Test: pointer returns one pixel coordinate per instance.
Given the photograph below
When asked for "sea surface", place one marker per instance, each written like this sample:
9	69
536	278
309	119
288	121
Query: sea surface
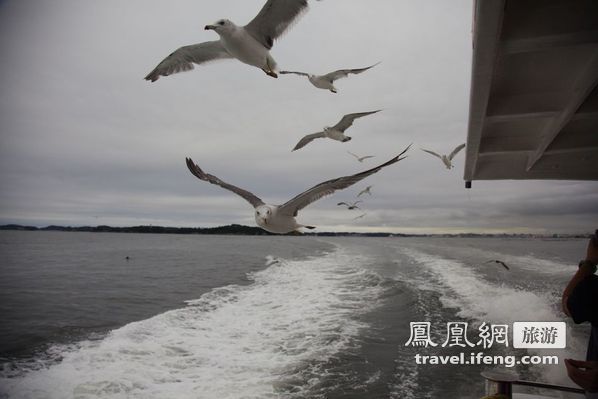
============================================================
Exercise instructions: Omitting the pictures, write out the material above exactly as it stands.

Result of this task:
Test: pointer returns one pixel coordinate per instance.
Given the photograph below
When asked for "sea surface", place one marker per instance, each written like this sample:
9	69
536	278
309	119
288	121
Query: sea surface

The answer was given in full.